EXCERTO DO TEXTO:
== == ==
Remetidos os autos ao Tribunal Administrativo e Fiscal de Sintra (TAF de Sintra), foi aí proferida sentença em 22.01.2021 a declarar a incompetência em razão da matéria para conhecer do objecto dos autos [cfr. fls. 58 a 66].
Suscitada oficiosamente pelo TAF de Sintra a resolução do conflito negativo de jurisdição foram os autos remetidos a este Tribunal dos Conflitos.
Neste Tribunal dos Conflitos as partes foram notificadas para efeitos do disposto no nº 3 do art. 11º da Lei nº 91/2019 e nada disseram.
A Exma. Procuradora Geral Adjunta emitiu parecer no sentido de que a competência material para julgar a acção deverá ser atribuída aos tribunais comuns.

2. Os Factos
Os factos relevantes para a decisão são os enunciados no Relatório.


3. O Direito
O presente Conflito Negativo de Jurisdição vem suscitado entre o Tribunal Judicial da Comarca de Lisboa Oeste, Juízo Local Cível de Cascais e o Tribunal Administrativo e Fiscal de Sintra.
== == ==
Registos do conjunto de dados de apontamento:

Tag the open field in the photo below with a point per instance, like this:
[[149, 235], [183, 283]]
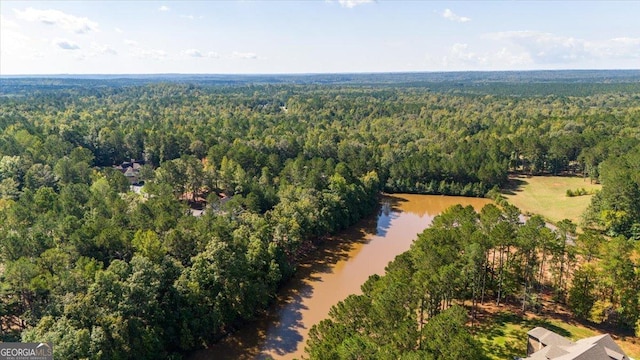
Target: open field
[[546, 195], [503, 334]]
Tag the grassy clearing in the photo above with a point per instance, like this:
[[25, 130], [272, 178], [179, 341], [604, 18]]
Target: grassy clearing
[[504, 335], [547, 196]]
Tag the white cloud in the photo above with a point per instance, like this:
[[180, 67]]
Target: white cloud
[[80, 25], [12, 41], [244, 55], [461, 56], [548, 48], [450, 15], [199, 54], [353, 3], [66, 44], [103, 49], [150, 54]]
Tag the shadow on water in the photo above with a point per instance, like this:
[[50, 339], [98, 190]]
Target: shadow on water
[[256, 340], [336, 268]]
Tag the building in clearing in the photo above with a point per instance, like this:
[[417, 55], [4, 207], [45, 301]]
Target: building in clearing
[[544, 344]]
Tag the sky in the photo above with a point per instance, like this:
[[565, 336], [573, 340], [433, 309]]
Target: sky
[[315, 36]]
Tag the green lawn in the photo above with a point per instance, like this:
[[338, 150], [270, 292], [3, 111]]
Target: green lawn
[[546, 195], [504, 335]]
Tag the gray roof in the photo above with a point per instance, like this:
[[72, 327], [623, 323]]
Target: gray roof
[[601, 347]]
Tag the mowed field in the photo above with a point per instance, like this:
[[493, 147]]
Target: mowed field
[[504, 334], [547, 196]]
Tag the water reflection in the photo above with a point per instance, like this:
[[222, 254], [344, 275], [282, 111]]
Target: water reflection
[[336, 270]]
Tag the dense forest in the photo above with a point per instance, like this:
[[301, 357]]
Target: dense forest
[[106, 272], [414, 312]]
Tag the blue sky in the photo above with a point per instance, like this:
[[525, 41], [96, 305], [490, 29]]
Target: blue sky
[[315, 36]]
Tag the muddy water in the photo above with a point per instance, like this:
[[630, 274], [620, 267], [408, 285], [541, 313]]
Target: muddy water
[[338, 270]]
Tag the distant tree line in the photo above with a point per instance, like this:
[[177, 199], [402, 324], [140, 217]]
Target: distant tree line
[[100, 270], [415, 311]]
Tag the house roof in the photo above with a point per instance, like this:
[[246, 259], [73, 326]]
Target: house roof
[[556, 347]]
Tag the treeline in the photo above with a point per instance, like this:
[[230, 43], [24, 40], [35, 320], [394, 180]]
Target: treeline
[[108, 274], [467, 258], [616, 209]]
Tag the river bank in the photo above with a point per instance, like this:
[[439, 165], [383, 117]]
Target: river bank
[[336, 270]]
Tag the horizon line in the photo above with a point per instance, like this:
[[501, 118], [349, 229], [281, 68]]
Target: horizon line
[[314, 73]]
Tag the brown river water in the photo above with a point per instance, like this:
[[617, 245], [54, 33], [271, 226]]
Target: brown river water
[[336, 270]]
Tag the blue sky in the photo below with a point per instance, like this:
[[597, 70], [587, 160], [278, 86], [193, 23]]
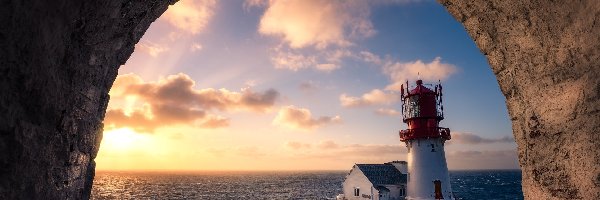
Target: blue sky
[[316, 55]]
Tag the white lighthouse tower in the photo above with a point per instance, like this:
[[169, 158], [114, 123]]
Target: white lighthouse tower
[[422, 111]]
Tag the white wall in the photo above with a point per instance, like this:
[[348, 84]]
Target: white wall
[[357, 179], [425, 166]]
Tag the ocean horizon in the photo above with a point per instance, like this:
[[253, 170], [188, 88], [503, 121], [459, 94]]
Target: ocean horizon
[[321, 184]]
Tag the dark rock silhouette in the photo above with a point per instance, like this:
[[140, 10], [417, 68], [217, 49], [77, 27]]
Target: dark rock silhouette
[[59, 58], [546, 57]]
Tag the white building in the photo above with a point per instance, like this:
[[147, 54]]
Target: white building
[[376, 181]]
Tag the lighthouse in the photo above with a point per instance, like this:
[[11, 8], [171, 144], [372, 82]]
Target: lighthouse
[[422, 111]]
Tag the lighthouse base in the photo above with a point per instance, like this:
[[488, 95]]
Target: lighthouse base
[[427, 170]]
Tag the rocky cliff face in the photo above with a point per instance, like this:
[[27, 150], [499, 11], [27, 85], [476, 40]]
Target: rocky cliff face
[[546, 57], [58, 60]]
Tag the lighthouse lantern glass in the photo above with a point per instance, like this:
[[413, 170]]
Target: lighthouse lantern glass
[[412, 107]]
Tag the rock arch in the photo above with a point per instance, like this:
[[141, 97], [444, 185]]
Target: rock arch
[[58, 60]]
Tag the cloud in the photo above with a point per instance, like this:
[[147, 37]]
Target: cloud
[[400, 72], [195, 47], [301, 118], [191, 16], [174, 101], [250, 151], [319, 23], [215, 122], [179, 90], [150, 48], [374, 97], [294, 60], [387, 112], [308, 86], [297, 145], [469, 138]]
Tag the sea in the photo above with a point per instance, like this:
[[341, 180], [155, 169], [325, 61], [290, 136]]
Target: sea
[[482, 184]]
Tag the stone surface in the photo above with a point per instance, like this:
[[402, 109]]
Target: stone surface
[[546, 57], [58, 59]]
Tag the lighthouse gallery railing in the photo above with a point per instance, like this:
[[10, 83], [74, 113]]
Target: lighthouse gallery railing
[[437, 132]]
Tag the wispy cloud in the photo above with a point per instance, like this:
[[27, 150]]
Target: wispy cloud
[[374, 97], [318, 23], [302, 119], [400, 72], [195, 47], [297, 145], [150, 48], [331, 150], [501, 159], [387, 112], [191, 16], [469, 138], [175, 101]]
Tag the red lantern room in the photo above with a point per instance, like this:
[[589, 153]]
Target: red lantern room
[[422, 110]]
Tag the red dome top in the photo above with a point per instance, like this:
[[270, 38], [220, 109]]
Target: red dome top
[[420, 89]]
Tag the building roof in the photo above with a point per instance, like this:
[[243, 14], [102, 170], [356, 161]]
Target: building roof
[[382, 174]]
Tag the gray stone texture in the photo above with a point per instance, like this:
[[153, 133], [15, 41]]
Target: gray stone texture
[[58, 60], [546, 57]]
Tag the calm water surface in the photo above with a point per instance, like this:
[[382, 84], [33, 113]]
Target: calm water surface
[[278, 185]]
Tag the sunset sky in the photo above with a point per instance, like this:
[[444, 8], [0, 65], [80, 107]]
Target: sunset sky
[[298, 85]]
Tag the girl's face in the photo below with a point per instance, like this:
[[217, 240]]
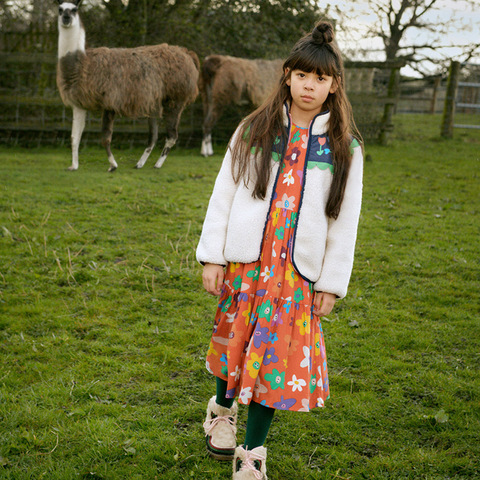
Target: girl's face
[[309, 92]]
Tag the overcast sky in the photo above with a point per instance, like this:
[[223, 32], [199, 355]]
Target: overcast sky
[[463, 23]]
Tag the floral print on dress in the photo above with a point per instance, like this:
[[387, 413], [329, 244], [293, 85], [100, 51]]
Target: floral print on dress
[[265, 342]]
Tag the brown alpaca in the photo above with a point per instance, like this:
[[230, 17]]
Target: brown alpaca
[[132, 82], [226, 80]]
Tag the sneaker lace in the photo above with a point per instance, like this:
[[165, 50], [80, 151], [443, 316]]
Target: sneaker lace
[[209, 425], [249, 465]]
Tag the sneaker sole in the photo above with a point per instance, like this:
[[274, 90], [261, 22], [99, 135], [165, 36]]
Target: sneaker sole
[[219, 454]]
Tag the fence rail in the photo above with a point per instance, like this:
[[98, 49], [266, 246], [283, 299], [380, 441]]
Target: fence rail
[[31, 109]]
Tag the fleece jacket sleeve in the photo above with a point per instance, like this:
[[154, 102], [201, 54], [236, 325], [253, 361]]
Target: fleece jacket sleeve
[[211, 246], [342, 234]]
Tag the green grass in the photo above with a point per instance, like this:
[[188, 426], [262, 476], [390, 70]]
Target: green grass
[[104, 325]]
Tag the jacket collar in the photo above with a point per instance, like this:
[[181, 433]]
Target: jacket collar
[[319, 125]]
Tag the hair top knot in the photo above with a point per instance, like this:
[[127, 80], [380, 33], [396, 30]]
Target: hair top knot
[[323, 33]]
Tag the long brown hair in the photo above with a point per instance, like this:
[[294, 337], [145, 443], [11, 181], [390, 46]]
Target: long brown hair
[[252, 154]]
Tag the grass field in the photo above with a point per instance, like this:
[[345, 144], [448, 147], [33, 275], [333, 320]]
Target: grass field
[[104, 325]]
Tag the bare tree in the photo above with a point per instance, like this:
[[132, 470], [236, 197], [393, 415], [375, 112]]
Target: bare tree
[[420, 30]]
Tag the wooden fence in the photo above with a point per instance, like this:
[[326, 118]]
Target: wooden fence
[[31, 111]]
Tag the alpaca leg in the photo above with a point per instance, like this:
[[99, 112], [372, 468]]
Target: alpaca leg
[[152, 140], [79, 116], [172, 119], [211, 117], [108, 117]]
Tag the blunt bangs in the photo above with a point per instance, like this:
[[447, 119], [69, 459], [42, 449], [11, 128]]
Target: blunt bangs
[[310, 58]]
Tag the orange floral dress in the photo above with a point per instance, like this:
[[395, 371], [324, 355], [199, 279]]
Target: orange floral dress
[[265, 342]]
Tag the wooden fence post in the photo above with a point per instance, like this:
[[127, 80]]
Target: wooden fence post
[[436, 85], [449, 109], [390, 105]]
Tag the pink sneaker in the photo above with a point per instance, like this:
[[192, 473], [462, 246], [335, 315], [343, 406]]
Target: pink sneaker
[[220, 430], [250, 464]]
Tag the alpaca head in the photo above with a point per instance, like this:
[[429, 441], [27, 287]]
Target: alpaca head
[[68, 13]]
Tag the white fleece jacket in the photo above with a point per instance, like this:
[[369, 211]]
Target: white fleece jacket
[[323, 248]]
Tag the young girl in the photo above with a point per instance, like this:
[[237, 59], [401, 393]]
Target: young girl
[[277, 246]]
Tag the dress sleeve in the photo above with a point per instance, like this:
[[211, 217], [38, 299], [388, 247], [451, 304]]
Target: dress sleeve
[[211, 246], [342, 233]]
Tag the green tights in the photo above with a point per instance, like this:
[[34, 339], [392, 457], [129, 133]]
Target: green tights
[[259, 417]]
== == ==
INSTRUÇÕES:
1: Edite o excerto sobre o conflito de jurisdição no trecho que vai de "3. O Direito" até "Fiscal de Sintra.", trocando "Juízo Local Cível" por "Juízo Central Cível".
2: Indique se cada afirmação concorda com o excerto sobre o conflito de jurisdição, respondendo sim ou não e citando as palavras decisivas do excerto: (a) a sentença do TAF de Sintra foi proferida em 22.01.2021; (b) depois de notificadas, as partes apresentaram alegações; (c) a Procuradora Geral Adjunta defendeu que a competência cabe aos tribunais administrativos.
As entradas não contam para este trabalho.

RESPOSTAS:
1:
3. O Direito
O presente Conflito Negativo de Jurisdição vem suscitado entre o Tribunal Judicial da Comarca de Lisboa Oeste, Juízo Central Cível de Cascais e o Tribunal Administrativo e Fiscal de Sintra.

2:
(a) Sim: "foi aí proferida sentença em 22.01.2021".
(b) Não: "nada disseram".
(c) Não: "deverá ser atribuída aos tribunais comuns".